===== Input data

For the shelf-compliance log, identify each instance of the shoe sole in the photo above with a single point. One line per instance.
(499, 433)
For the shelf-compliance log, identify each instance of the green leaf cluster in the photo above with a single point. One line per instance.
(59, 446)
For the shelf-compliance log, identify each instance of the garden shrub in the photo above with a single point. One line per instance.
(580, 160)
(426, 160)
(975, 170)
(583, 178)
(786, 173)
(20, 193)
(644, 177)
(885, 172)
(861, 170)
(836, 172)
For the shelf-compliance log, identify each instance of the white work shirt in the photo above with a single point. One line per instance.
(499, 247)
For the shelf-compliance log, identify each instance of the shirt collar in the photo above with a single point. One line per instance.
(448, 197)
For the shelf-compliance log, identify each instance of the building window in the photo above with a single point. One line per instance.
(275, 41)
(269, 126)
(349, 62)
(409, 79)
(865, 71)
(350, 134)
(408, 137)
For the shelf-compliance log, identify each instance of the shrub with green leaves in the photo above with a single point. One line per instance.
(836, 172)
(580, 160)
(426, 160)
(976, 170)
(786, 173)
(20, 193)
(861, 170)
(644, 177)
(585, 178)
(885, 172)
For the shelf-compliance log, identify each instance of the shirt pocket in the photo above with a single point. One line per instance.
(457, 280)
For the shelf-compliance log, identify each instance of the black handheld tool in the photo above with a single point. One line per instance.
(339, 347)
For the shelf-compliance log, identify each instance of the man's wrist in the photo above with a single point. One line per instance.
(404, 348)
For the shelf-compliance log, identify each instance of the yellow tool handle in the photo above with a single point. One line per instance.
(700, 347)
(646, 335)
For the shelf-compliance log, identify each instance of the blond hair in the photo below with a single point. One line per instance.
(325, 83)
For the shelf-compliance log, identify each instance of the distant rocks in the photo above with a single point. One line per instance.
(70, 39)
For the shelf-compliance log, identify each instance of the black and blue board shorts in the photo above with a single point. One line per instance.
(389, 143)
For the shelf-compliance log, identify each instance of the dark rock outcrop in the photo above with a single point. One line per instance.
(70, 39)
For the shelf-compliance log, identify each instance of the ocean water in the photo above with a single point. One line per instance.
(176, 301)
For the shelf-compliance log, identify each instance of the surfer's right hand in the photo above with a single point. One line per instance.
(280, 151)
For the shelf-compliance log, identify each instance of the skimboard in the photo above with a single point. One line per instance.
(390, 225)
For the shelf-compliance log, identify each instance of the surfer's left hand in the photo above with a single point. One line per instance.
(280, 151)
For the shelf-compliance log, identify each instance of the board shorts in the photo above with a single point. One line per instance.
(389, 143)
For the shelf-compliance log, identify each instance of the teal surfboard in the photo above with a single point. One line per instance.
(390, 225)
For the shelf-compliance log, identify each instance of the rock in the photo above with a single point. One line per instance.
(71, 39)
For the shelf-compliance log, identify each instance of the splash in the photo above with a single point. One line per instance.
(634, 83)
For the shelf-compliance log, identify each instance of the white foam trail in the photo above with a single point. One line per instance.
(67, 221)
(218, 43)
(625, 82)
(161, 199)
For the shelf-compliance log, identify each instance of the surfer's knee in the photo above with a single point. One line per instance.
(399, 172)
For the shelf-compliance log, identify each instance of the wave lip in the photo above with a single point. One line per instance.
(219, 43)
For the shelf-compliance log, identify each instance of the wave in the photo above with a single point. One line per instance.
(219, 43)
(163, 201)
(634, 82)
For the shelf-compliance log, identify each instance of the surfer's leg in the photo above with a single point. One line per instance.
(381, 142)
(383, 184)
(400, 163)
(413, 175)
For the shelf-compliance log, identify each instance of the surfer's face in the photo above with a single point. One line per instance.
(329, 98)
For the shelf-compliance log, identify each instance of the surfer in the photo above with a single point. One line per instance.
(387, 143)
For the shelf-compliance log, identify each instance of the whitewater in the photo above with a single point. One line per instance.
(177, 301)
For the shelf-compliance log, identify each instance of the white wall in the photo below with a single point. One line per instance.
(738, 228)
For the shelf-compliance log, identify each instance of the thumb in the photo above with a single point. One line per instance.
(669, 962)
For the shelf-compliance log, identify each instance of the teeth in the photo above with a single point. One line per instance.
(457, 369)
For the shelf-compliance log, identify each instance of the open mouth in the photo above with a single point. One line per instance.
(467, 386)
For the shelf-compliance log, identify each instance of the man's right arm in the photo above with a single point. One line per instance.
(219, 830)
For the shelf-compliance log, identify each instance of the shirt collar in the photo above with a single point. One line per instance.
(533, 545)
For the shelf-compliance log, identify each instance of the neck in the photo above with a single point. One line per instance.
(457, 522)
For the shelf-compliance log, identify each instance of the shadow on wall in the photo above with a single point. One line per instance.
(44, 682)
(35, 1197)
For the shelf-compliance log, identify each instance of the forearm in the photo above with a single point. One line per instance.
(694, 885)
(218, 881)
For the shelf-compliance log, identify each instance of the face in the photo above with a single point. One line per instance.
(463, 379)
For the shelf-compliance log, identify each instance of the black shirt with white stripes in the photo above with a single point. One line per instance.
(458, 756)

==========

- _Problem requirements_
Convert every entry above into a two-column CSV with the header instruction,points, one row per entry, where the instruction column holds the entry's text and the points column holds its answer. Enclose each field in double quotes and replace any line break inside a field with a space.

- _Output below_
instruction,points
"For the shelf-compliance log, identify each instance of the shoe sole in the photo above with a single point. One line per instance.","(499, 433)"
"For the shelf-compliance log, identify each instance of the green leaf cluster in the photo above with a single point. One line per instance.","(59, 446)"
"For the shelf-compliance log, identify each instance of the garden shrub in the photo above with a single point. One line per instance.","(580, 160) (426, 160) (975, 170) (583, 178) (786, 173) (20, 193) (644, 177) (885, 172) (861, 170) (836, 172)"
"For the shelf-compliance log, identify each instance of the white work shirt in the photo above with a single point. One line per instance.","(499, 247)"
"For the shelf-compliance log, identify each instance of the shirt collar in the photo above with a single point. One line per instance.","(448, 197)"
"For the shelf-compliance log, identify each instance of the building window in the photo above with a single point. One line per instance.","(275, 41) (269, 126) (349, 62) (409, 79) (865, 71) (350, 134) (408, 137)"
"For the shelf-compliance log, identify each instance of the shrub with green leaves in the photo above with a single point. One line per instance.","(836, 172) (580, 160) (426, 160) (976, 170) (786, 173) (20, 193) (861, 170) (644, 177) (585, 178) (885, 172)"
"For the shelf-compliance log, identify each instance of the shirt pocket in the photo above with a single point. One line per instance.","(457, 280)"
"For the shelf-compliance log, identify each instance of the black handheld tool in the photo above with a single point. One line per instance.","(339, 347)"
"For the shelf-compliance log, identify each instance of the man's wrist in the photo above with a single point. One line per instance.","(404, 348)"
"For the shelf-compliance log, identify each instance of the yellow tool handle in the photo above with a single point. One line per instance.","(700, 347) (646, 335)"
"For the shelf-compliance log, identify each instance of the blond hair in the photo below with a single point. One line per instance.","(325, 83)"
"For the shelf-compliance log, identify each instance of the distant rocks in the photo above with a single point. One line per instance.","(70, 39)"
"For the shelf-compliance log, identify each instance of the black and blue board shorts in the photo above with a single point. One line per instance.","(389, 143)"
"For the shelf-compliance log, identify each instance of the dark rock outcrop in the photo above with a single point. One line per instance.","(70, 39)"
"For the shelf-compliance log, identify each instance of the ocean water in the photo above with a single point. One line per instance.","(176, 301)"
"For the shelf-compliance log, identify each instance of the surfer's right hand in the photo above with a single point. One line per instance.","(280, 151)"
"For the shelf-compliance log, identify each instance of the skimboard in the photo above with a single point. One line per instance.","(390, 225)"
"For the shelf-compliance log, identify each instance of the surfer's left hand in the photo above with a single point. One line per instance.","(280, 151)"
"For the shelf-compliance log, identify each instance of the board shorts in the photo above with a single point. One line per instance.","(389, 143)"
"For the shelf-compliance log, identify each instance of the teal surfboard in the photo above with a single point. One line per instance.","(390, 225)"
"For the shelf-compliance log, identify each instance of the rock in the photo above with a single point. One line per instance.","(71, 39)"
"For the shelf-compliance log, identify each instance of the splash in the photo above with a single point. One line per instance.","(634, 83)"
"For the shelf-compliance log, identify each instance of the white foam trail in the photo above with a single point. One line per instance.","(67, 221) (218, 43) (625, 82) (161, 199)"
"For the shelf-compliance log, identify each instance of the surfer's knee in the photo above with a single point. One line per instance.","(399, 172)"
"For the shelf-compliance log, identify each instance of the wave lip in the photo above with a single point. One line per instance.","(219, 43)"
"For the shelf-compliance log, identify each instance of the wave in the photo above with a single point. One line per instance.","(219, 43) (163, 201) (634, 82)"
"For the shelf-compliance log, identify each instance of the surfer's leg in the photo above with a single point. One line per instance.","(381, 142) (383, 184) (400, 163) (413, 175)"
"For the shelf-compliance log, identify each instance of the surfer's face in the photo above with a single point. One line per instance.","(329, 98)"
"For the shelf-compliance log, identify each instance of the surfer in the photo above with a single point. One line per instance.","(387, 143)"
"For the shelf-compliance log, identify each instance of the whitewater in the photo above with a single point. One line per instance.","(177, 301)"
"For the shelf-compliance log, identify each instance of the white wall in the photo below with a single point. One line per instance.","(738, 228)"
"For the shelf-compliance log, identify each instance of the thumb in the photo above with a single point. One line per instance.","(669, 962)"
"For the shelf-compliance log, identify each instance of the teeth in the photo above with a single point. One line per instance.","(457, 369)"
"For the shelf-compliance log, identify each instance of the open mouth in the photo above with a single point. One line per instance.","(467, 386)"
"For the shelf-compliance log, identify each instance of the man's right arm in the photo above with a single point. One line per instance.","(219, 830)"
"For the shelf-compliance log, identify each instance of the shirt collar in the photo above with a single point. One line per instance.","(533, 545)"
"For the shelf-compliance log, identify each instance of the neck in the photo above with a single point. One line per instance.","(457, 522)"
"For the shelf-compliance log, identify each instance of the shadow on wall in the photo above with a single point. One line per instance.","(44, 682) (35, 1197)"
"For the shelf-compliance log, identify each instance of the forearm in the photo above with a single point. One line per instance.","(694, 885) (218, 881)"
"For the shelf-compliance log, identify each instance of the face in the photo above with a single point. One line per instance.","(463, 379)"
"For the shelf-compliance log, identify each instance of the black shirt with white stripes in the photo above with a single point. One line per instance.","(458, 756)"